■ **EXERCISE AIM**
Show every line of the items below that contains the word "white". Treat uppercase and lowercase letters as different.

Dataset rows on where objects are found
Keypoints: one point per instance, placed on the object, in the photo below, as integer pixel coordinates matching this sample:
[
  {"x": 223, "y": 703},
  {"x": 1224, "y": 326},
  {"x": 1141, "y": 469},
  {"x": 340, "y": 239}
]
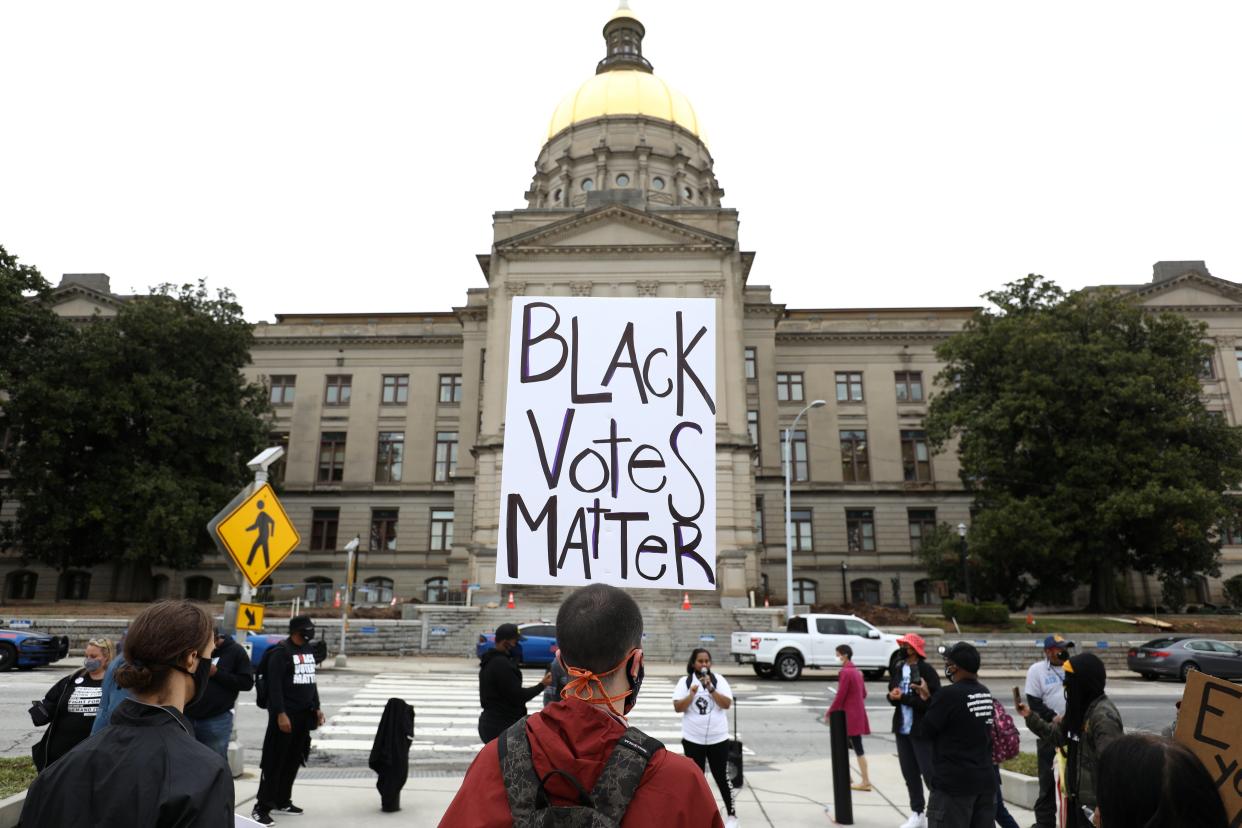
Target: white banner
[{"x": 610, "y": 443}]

* * *

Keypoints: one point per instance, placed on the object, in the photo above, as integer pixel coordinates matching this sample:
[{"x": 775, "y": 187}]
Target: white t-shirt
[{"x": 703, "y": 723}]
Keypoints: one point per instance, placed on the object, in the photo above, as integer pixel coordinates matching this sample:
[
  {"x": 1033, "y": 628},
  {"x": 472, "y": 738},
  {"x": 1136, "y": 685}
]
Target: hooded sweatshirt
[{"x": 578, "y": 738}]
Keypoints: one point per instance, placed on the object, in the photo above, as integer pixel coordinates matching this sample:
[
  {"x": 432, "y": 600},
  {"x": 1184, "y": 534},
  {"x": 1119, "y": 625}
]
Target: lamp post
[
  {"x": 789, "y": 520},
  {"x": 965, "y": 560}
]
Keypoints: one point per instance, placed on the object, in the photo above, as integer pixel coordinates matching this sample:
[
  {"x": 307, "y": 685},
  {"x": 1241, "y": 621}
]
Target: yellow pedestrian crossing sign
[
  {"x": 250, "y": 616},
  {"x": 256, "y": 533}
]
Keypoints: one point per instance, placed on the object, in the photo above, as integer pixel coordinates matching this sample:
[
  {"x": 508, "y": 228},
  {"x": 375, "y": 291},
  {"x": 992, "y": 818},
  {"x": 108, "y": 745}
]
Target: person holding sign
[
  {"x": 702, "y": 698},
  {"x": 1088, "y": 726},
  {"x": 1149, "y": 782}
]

■ **FINAL RESULT**
Target: white banner
Target: white t-shirt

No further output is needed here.